**Written task A:** Please return the vsock namespace email that follows in full, unchanged.

:: Passage

Re: [PATCH net-next 0/3] vsock: support network namespace

[Date Prev][Date Next][Thread Prev][Thread Next][Date Index][Thread Index]

 



On Mon, Apr 27, 2020 at 04:25:18PM +0200, Stefano Garzarella wrote:
> Hi David, Michael, Stefan,
> I'm restarting to work on this topic since Kata guys are interested to
> have that, especially on the guest side.
> 
> While working on the v2 I had few doubts, and I'd like to have your
> suggestions:
> 
>  1. netns assigned to the device inside the guest
> 
>    Currently I assigned this device to 'init_net'. Maybe it is better
>    if we allow the user to decide which netns assign to the device
>    or to disable this new feature to have the same behavior as before
>    (host reachable from any netns).
>    I think we can handle this in the vsock core and not in the single
>    transports.
> 
>    The simplest way that I found, is to add a new
>    IOCTL_VM_SOCKETS_ASSIGN_G2H_NETNS to /dev/vsock to enable the feature
>    and assign the device to the same netns of the process that do the
>    ioctl(), but I'm not sure it is clean enough.
> 
>    Maybe it is better to add new rtnetlink messages, but I'm not sure if
>    it is feasible since we don't have a netdev device.
> 
>    What do you suggest?

Maybe /dev/vsock-netns here too, like in the host?


> 
>  2. netns assigned in the host
> 
>     As Michael suggested, I added a new /dev/vhost-vsock-netns to allow
>     userspace application to use this new feature, leaving to
>     /dev/vhost-vsock the previous behavior (guest reachable from any
>     netns).
> 
>     I like this approach, but I had these doubts:
> 
>     - I need to allocate a new minor for that device (e.g.
>       VHOST_VSOCK_NETNS_MINOR) or is there an alternative way that I can
>       use?

::::

**Written task B:** Return every line of the records below that contains the word "mast".

:: Dataset extract

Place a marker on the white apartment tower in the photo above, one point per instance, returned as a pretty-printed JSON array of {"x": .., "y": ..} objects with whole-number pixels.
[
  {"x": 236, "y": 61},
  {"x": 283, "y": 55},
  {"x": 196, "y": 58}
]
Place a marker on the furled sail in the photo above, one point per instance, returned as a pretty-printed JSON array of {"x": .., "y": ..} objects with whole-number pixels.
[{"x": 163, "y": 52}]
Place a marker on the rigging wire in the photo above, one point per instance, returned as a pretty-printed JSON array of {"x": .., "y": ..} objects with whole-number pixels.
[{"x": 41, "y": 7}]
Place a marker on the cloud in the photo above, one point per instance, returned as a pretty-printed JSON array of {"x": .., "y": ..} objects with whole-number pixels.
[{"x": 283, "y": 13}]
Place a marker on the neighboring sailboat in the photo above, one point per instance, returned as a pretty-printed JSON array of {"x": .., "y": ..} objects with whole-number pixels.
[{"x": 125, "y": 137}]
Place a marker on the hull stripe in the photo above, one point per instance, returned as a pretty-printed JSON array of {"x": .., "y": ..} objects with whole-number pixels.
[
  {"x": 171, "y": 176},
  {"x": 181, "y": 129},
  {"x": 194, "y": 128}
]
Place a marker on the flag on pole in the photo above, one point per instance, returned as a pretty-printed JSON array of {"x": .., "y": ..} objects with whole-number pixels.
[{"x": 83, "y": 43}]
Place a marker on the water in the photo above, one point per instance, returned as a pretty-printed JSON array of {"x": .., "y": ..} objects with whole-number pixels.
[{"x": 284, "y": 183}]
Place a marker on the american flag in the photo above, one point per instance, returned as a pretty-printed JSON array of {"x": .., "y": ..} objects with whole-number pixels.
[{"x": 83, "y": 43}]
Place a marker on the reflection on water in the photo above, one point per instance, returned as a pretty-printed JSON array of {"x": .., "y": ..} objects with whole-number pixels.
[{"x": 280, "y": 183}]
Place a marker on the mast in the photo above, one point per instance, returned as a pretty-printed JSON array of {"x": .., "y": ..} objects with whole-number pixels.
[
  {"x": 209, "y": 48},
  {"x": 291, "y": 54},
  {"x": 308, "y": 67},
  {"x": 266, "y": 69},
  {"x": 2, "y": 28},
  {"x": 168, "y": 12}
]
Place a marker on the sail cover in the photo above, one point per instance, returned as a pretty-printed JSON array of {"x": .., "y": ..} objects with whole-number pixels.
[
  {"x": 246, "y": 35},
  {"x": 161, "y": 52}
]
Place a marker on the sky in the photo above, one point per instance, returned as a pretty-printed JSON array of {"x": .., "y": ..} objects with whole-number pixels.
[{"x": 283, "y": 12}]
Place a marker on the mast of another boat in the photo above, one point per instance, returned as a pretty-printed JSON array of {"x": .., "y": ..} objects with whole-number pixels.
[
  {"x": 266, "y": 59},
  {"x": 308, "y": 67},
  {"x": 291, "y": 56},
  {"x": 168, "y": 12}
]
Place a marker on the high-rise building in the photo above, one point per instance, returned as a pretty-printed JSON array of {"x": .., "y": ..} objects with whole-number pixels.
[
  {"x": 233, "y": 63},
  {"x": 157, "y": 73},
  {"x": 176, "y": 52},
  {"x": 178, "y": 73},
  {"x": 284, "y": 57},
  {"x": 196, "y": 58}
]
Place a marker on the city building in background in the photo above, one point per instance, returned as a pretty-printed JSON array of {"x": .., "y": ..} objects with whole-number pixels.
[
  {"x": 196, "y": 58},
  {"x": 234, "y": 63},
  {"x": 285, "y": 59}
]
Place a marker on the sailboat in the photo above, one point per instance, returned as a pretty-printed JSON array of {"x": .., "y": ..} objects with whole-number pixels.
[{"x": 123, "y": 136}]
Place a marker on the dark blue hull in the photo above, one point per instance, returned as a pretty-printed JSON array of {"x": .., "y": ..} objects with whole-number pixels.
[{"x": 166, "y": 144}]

::::

**Exercise solution A:**
Re: [PATCH net-next 0/3] vsock: support network namespace

[Date Prev][Date Next][Thread Prev][Thread Next][Date Index][Thread Index]

 



On Mon, Apr 27, 2020 at 04:25:18PM +0200, Stefano Garzarella wrote:
> Hi David, Michael, Stefan,
> I'm restarting to work on this topic since Kata guys are interested to
> have that, especially on the guest side.
> 
> While working on the v2 I had few doubts, and I'd like to have your
> suggestions:
> 
>  1. netns assigned to the device inside the guest
> 
>    Currently I assigned this device to 'init_net'. Maybe it is better
>    if we allow the user to decide which netns assign to the device
>    or to disable this new feature to have the same behavior as before
>    (host reachable from any netns).
>    I think we can handle this in the vsock core and not in the single
>    transports.
> 
>    The simplest way that I found, is to add a new
>    IOCTL_VM_SOCKETS_ASSIGN_G2H_NETNS to /dev/vsock to enable the feature
>    and assign the device to the same netns of the process that do the
>    ioctl(), but I'm not sure it is clean enough.
> 
>    Maybe it is better to add new rtnetlink messages, but I'm not sure if
>    it is feasible since we don't have a netdev device.
> 
>    What do you suggest?

Maybe /dev/vsock-netns here too, like in the host?


> 
>  2. netns assigned in the host
> 
>     As Michael suggested, I added a new /dev/vhost-vsock-netns to allow
>     userspace application to use this new feature, leaving to
>     /dev/vhost-vsock the previous behavior (guest reachable from any
>     netns).
> 
>     I like this approach, but I had these doubts:
> 
>     - I need to allocate a new minor for that device (e.g.
>       VHOST_VSOCK_NETNS_MINOR) or is there an alternative way that I can
>       use?

**Exercise solution B:**
Place a marker on the mast in the photo above, one point per instance, returned as a pretty-printed JSON array of {"x": .., "y": ..} objects with whole-number pixels.
Place a marker on the mast of another boat in the photo above, one point per instance, returned as a pretty-printed JSON array of {"x": .., "y": ..} objects with whole-number pixels.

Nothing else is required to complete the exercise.